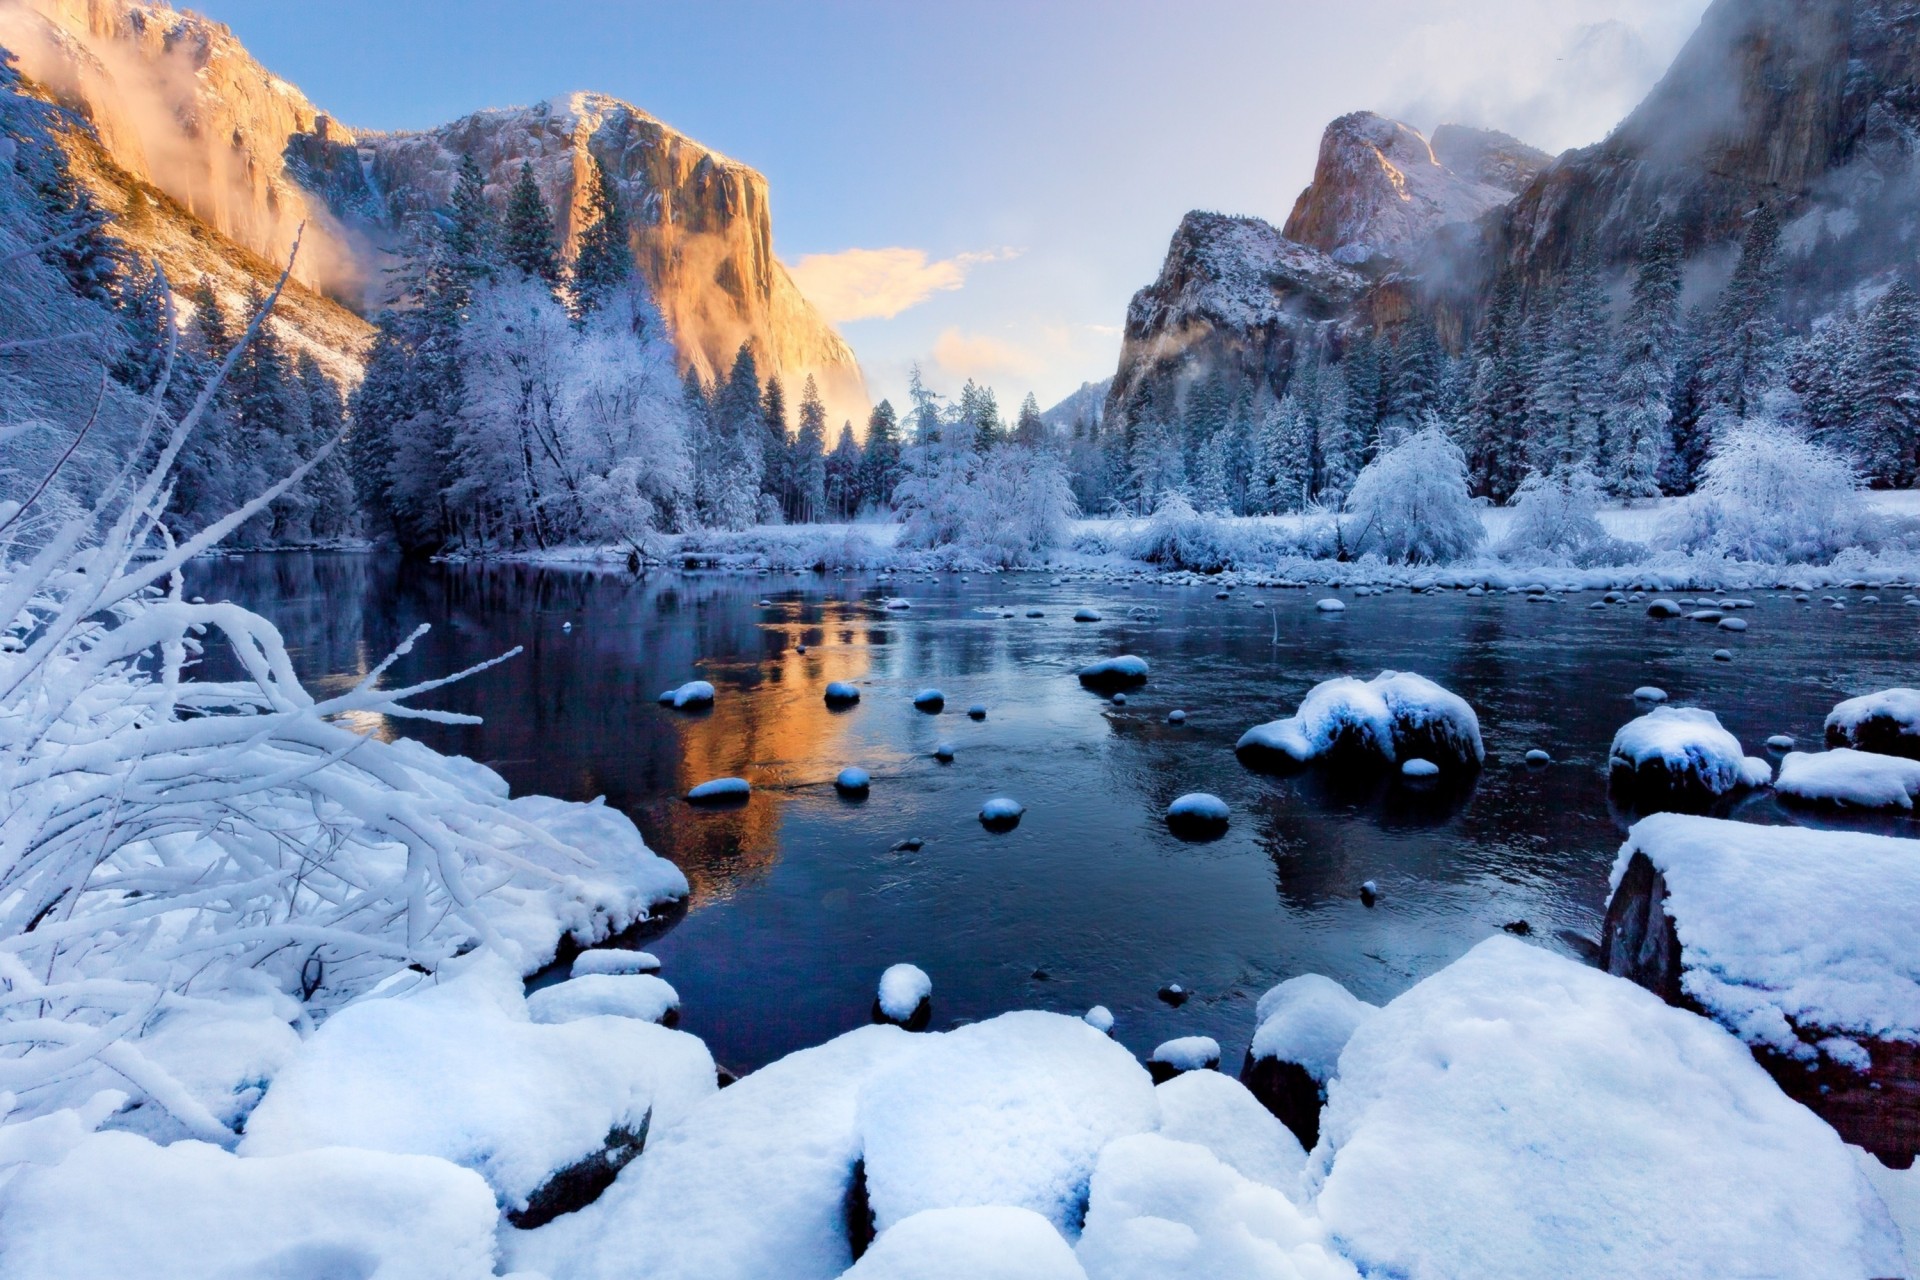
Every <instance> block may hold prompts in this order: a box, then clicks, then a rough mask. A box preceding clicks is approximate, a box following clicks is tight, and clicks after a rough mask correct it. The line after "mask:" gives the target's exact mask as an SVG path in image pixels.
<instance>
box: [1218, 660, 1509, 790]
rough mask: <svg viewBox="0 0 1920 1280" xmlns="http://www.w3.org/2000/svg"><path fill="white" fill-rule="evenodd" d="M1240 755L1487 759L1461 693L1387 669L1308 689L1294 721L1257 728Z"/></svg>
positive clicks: (1314, 759) (1295, 717)
mask: <svg viewBox="0 0 1920 1280" xmlns="http://www.w3.org/2000/svg"><path fill="white" fill-rule="evenodd" d="M1235 750H1238V752H1240V754H1242V756H1244V758H1248V760H1250V762H1256V764H1258V762H1263V760H1275V758H1279V760H1288V762H1292V764H1308V762H1309V760H1319V758H1359V760H1384V762H1386V764H1394V762H1396V760H1400V758H1402V756H1417V758H1421V760H1430V762H1434V764H1438V766H1440V768H1455V770H1475V768H1478V766H1480V764H1482V762H1484V760H1486V748H1484V747H1482V743H1480V718H1478V716H1476V714H1475V710H1473V708H1471V706H1469V704H1467V700H1465V699H1461V697H1459V695H1455V693H1450V691H1446V689H1442V687H1440V685H1436V683H1434V681H1430V679H1427V677H1425V676H1415V674H1413V672H1380V674H1379V676H1375V677H1373V679H1367V681H1361V679H1354V677H1352V676H1342V677H1338V679H1329V681H1323V683H1319V685H1313V689H1309V691H1308V697H1306V699H1302V700H1300V710H1298V712H1294V714H1292V716H1290V718H1286V720H1275V722H1271V723H1263V725H1256V727H1252V729H1248V731H1246V735H1244V737H1242V739H1240V743H1238V747H1236V748H1235Z"/></svg>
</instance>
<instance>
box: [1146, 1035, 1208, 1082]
mask: <svg viewBox="0 0 1920 1280" xmlns="http://www.w3.org/2000/svg"><path fill="white" fill-rule="evenodd" d="M1217 1069H1219V1040H1215V1038H1213V1036H1179V1038H1175V1040H1165V1042H1162V1044H1160V1046H1156V1048H1154V1052H1152V1054H1148V1055H1146V1071H1148V1075H1152V1077H1154V1084H1164V1082H1165V1080H1171V1079H1173V1077H1177V1075H1181V1073H1187V1071H1217Z"/></svg>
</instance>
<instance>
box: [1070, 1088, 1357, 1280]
mask: <svg viewBox="0 0 1920 1280" xmlns="http://www.w3.org/2000/svg"><path fill="white" fill-rule="evenodd" d="M1181 1079H1183V1080H1185V1079H1188V1077H1181ZM1162 1088H1167V1086H1162ZM1077 1253H1079V1259H1081V1265H1083V1267H1085V1268H1087V1276H1089V1278H1091V1280H1215V1278H1225V1276H1233V1280H1357V1272H1356V1270H1354V1267H1352V1265H1348V1263H1346V1261H1344V1259H1340V1255H1338V1253H1334V1251H1332V1247H1331V1245H1329V1244H1327V1238H1325V1232H1323V1230H1321V1226H1319V1224H1317V1222H1315V1221H1313V1219H1311V1217H1309V1215H1306V1213H1302V1211H1300V1209H1298V1207H1294V1203H1292V1201H1290V1199H1288V1197H1286V1196H1283V1194H1281V1192H1279V1190H1275V1188H1271V1186H1265V1184H1261V1182H1254V1180H1250V1178H1246V1176H1242V1174H1240V1173H1236V1171H1235V1169H1233V1167H1231V1165H1227V1163H1225V1161H1221V1159H1217V1157H1215V1155H1213V1153H1212V1151H1208V1150H1206V1148H1204V1146H1196V1144H1192V1142H1175V1140H1171V1138H1165V1136H1162V1134H1137V1136H1131V1138H1121V1140H1117V1142H1114V1144H1112V1146H1108V1148H1106V1150H1104V1151H1100V1163H1098V1167H1096V1169H1094V1176H1092V1197H1091V1203H1089V1211H1087V1230H1085V1232H1083V1234H1081V1240H1079V1249H1077Z"/></svg>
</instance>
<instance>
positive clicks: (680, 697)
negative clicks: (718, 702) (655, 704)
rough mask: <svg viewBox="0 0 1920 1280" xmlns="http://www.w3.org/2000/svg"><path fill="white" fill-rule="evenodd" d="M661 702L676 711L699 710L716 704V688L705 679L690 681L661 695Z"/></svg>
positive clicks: (689, 679)
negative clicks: (699, 709)
mask: <svg viewBox="0 0 1920 1280" xmlns="http://www.w3.org/2000/svg"><path fill="white" fill-rule="evenodd" d="M660 702H666V704H670V706H672V708H674V710H699V708H707V706H712V704H714V687H712V685H710V683H707V681H705V679H689V681H687V683H684V685H680V687H678V689H672V691H668V693H662V695H660Z"/></svg>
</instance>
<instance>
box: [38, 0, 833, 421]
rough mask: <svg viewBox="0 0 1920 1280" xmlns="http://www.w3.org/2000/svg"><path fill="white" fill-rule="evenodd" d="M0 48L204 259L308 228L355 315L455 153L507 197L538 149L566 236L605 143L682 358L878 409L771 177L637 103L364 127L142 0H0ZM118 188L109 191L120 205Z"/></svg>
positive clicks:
----
> **About this exercise**
Restate the material above word for word, omitting the pictures.

> **Problem solution**
Every <instance> block may hold prompts in this order: a box, then clicks, then a rough mask. A box preceding clicks is approximate, a box following clicks is tight, and clicks after a rough mask correct it. The line after "mask:" gives the target's exact mask as an SVG path in image pixels.
<instance>
box: [1218, 660, 1509, 790]
rough mask: <svg viewBox="0 0 1920 1280" xmlns="http://www.w3.org/2000/svg"><path fill="white" fill-rule="evenodd" d="M1240 755L1487 759L1461 693L1387 669L1308 689L1294 721L1257 728Z"/></svg>
positive clicks: (1314, 759) (1295, 717)
mask: <svg viewBox="0 0 1920 1280" xmlns="http://www.w3.org/2000/svg"><path fill="white" fill-rule="evenodd" d="M1235 750H1238V752H1240V754H1242V756H1244V758H1248V760H1250V762H1256V764H1258V762H1263V760H1275V758H1279V760H1288V762H1292V764H1308V762H1309V760H1319V758H1359V760H1384V762H1386V764H1394V762H1396V760H1400V758H1402V756H1417V758H1421V760H1430V762H1434V764H1438V766H1440V768H1455V770H1475V768H1478V766H1480V764H1482V762H1484V760H1486V748H1484V747H1482V743H1480V718H1478V716H1476V714H1475V710H1473V708H1471V706H1469V704H1467V700H1465V699H1461V697H1459V695H1455V693H1450V691H1446V689H1442V687H1440V685H1436V683H1434V681H1430V679H1427V677H1425V676H1415V674H1413V672H1380V674H1379V676H1375V677H1373V679H1367V681H1361V679H1354V677H1352V676H1342V677H1338V679H1329V681H1323V683H1319V685H1313V689H1309V691H1308V697H1306V699H1302V700H1300V710H1298V712H1294V714H1292V716H1290V718H1286V720H1275V722H1271V723H1263V725H1256V727H1252V729H1248V731H1246V735H1244V737H1242V739H1240V743H1238V747H1236V748H1235Z"/></svg>
</instance>
<instance>
box: [1146, 1035, 1208, 1082]
mask: <svg viewBox="0 0 1920 1280" xmlns="http://www.w3.org/2000/svg"><path fill="white" fill-rule="evenodd" d="M1217 1069H1219V1040H1215V1038H1213V1036H1179V1038H1175V1040H1165V1042H1162V1044H1160V1046H1156V1048H1154V1052H1152V1054H1148V1055H1146V1071H1148V1075H1152V1077H1154V1084H1164V1082H1165V1080H1171V1079H1173V1077H1177V1075H1181V1073H1187V1071H1217Z"/></svg>
</instance>
<instance>
box: [1070, 1088, 1357, 1280]
mask: <svg viewBox="0 0 1920 1280" xmlns="http://www.w3.org/2000/svg"><path fill="white" fill-rule="evenodd" d="M1181 1079H1183V1080H1185V1079H1188V1077H1181ZM1162 1088H1167V1086H1162ZM1077 1253H1079V1259H1081V1265H1083V1267H1085V1268H1087V1276H1089V1278H1091V1280H1215V1278H1225V1276H1233V1280H1357V1272H1356V1270H1354V1267H1352V1265H1348V1263H1346V1261H1344V1259H1340V1255H1338V1253H1334V1251H1332V1247H1331V1245H1329V1244H1327V1238H1325V1232H1323V1230H1321V1226H1319V1224H1317V1222H1315V1221H1313V1219H1311V1217H1309V1215H1306V1213H1302V1211H1300V1209H1298V1207H1294V1203H1292V1201H1290V1199H1288V1197H1286V1196H1283V1194H1281V1192H1279V1190H1275V1188H1271V1186H1265V1184H1261V1182H1254V1180H1250V1178H1246V1176H1242V1174H1240V1173H1236V1171H1235V1169H1233V1167H1231V1165H1227V1163H1225V1161H1221V1159H1217V1157H1215V1155H1213V1153H1212V1151H1208V1150H1206V1148H1204V1146H1196V1144H1192V1142H1175V1140H1171V1138H1165V1136H1162V1134H1137V1136H1131V1138H1121V1140H1117V1142H1114V1144H1112V1146H1108V1148H1106V1150H1104V1151H1100V1163H1098V1167H1096V1169H1094V1176H1092V1197H1091V1203H1089V1211H1087V1230H1085V1232H1083V1234H1081V1240H1079V1249H1077Z"/></svg>
</instance>
<instance>
positive clicks: (680, 697)
negative clicks: (718, 702) (655, 704)
rough mask: <svg viewBox="0 0 1920 1280" xmlns="http://www.w3.org/2000/svg"><path fill="white" fill-rule="evenodd" d="M661 702L676 711L699 710L716 704V688L705 679L690 681L661 695Z"/></svg>
positive clicks: (689, 679)
negative clicks: (699, 709)
mask: <svg viewBox="0 0 1920 1280" xmlns="http://www.w3.org/2000/svg"><path fill="white" fill-rule="evenodd" d="M660 702H666V704H670V706H672V708H674V710H699V708H707V706H712V704H714V687H712V685H710V683H707V681H705V679H689V681H687V683H684V685H680V687H678V689H672V691H668V693H662V695H660Z"/></svg>
</instance>
<instance>
box: [38, 0, 833, 421]
rough mask: <svg viewBox="0 0 1920 1280" xmlns="http://www.w3.org/2000/svg"><path fill="white" fill-rule="evenodd" d="M0 48L204 259L308 228L355 315L455 153L507 197L538 149L566 236L605 143L682 358L878 409L771 177L637 103L364 127L142 0H0ZM118 188L109 191L120 205Z"/></svg>
positive clicks:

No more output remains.